======== Passage to read
In March last year, nickel prices saw a wild price spike, spurring the LME to shut down trading for the first time since 1988 and cancel deals.

The resulting turbulent price action, along with jumpy markets caused by the Russia-Ukraine war and rising interest rates, provided rich opportunities for trading.

StoneX Group Inc, one of eight top-tier members of the LME that are allowed to trade on the open-outcry floor, saw overall net profit soar by 78% to $207 million last year.

It did not break down profits for its metals business, but Chairman John Radziwill noted in its annual report that the 146-year-old LME experienced its “biggest crisis in decades” when nickel prices doubled to more than $100,000 per tonne in a matter of hours.

Radziwill said, “As a company that gains considerable tailwinds from market volatility, these conditions are ideal for our growth if we continue to effectively manage our risk.”

The LME nickel debacle hammered volumes on its nickel contract, sliding by 28% in 2022 with overall exchange activity down 8.3%.

But even though volumes fell on the world’s oldest metals exchange, the price swings boosted business for LME brokers, many of which, including Nanhua Financial UK and CCBI Global Markets UK, confirmed to Reuters they had strong results last year.

Marex, one of the world’s largest privately-owned commodities brokers, reported record results for 2022 earlier this month.

CEO Ian Lowitt said, “Volatility certainly helps in the sense that clients need to hedge more and there are more opportunities to be profitable in some of those trades.

But it is problematic to the extent that it creates the risk that some clients might default or fail.”

JPMorgan Chase & Co, one of the biggest banks in metals, took a provision of $120 million for the nickel crisis last year and has not provided an update since then.

JPM along with other investment banks give few detailed figures on commodities trading when posting results, grouping the sector in FICC – fixed income, currencies and commodities.
================
======== Provided material
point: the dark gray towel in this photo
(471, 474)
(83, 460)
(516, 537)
================
● Goals
1. According to the article on the nickel crisis, by what percentage did volumes on the LME nickel contract fall in 2022?
2. Summarize the article on the nickel crisis in two sentences.
3. Translate this sentence from the article on the nickel crisis into Spanish: "Marex, one of the world’s largest privately-owned commodities brokers, reported record results for 2022 earlier this month."
Rely only on the article on the nickel crisis, not on the listing.

● Answers for this exercise
1. They fell by 28%.

2. In March last year, a wild spike in nickel prices led the LME to shut down trading for the first time since 1988 and cancel deals, and volumes on its nickel contract fell 28% in 2022. Yet the price swings boosted business for LME brokers: StoneX's net profit rose 78% and Marex reported record results, while JPMorgan took a $120 million provision for the crisis.

3. Marex, uno de los mayores corredores de materias primas de propiedad privada del mundo, informó resultados récord para 2022 a principios de este mes.